* START PROVIDED RECORDS *

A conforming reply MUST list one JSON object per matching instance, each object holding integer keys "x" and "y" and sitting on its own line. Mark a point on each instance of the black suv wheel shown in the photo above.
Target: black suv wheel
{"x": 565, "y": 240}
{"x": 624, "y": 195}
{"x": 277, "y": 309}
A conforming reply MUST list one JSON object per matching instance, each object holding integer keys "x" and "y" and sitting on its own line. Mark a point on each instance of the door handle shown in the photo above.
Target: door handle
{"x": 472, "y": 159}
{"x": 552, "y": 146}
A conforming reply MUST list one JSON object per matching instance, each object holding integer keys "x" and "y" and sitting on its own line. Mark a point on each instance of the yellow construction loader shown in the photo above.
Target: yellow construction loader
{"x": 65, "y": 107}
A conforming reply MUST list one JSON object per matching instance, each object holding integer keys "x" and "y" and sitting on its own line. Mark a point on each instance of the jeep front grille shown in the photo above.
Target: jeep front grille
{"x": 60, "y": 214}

* END PROVIDED RECORDS *

Recast every line of the data above as a Markdown table with the columns Row and Line. Number the rows in order and leave out any blank lines.

WRITTEN SOLUTION:
| Row | Line |
|---|---|
| 1 | A conforming reply MUST list one JSON object per matching instance, each object holding integer keys "x" and "y" and sitting on its own line. Mark a point on each instance of the black suv wheel shown in the photo above. |
| 2 | Target: black suv wheel |
| 3 | {"x": 565, "y": 240} |
| 4 | {"x": 624, "y": 195} |
| 5 | {"x": 277, "y": 309} |
| 6 | A conforming reply MUST list one JSON object per matching instance, each object holding integer keys "x" and "y" and sitting on its own line. Mark a point on each instance of the door handle shown in the photo above. |
| 7 | Target: door handle |
| 8 | {"x": 472, "y": 159} |
| 9 | {"x": 552, "y": 146} |
| 10 | A conforming reply MUST list one JSON object per matching instance, each object holding integer keys "x" and "y" and sitting on its own line. Mark a point on each instance of the yellow construction loader shown in the photo above. |
| 11 | Target: yellow construction loader |
| 12 | {"x": 65, "y": 107} |
| 13 | A conforming reply MUST list one JSON object per matching instance, each object holding integer keys "x" and "y" and sitting on its own line. Mark a point on each instance of the jeep front grille shown in the photo above. |
| 14 | Target: jeep front grille |
| 15 | {"x": 60, "y": 214} |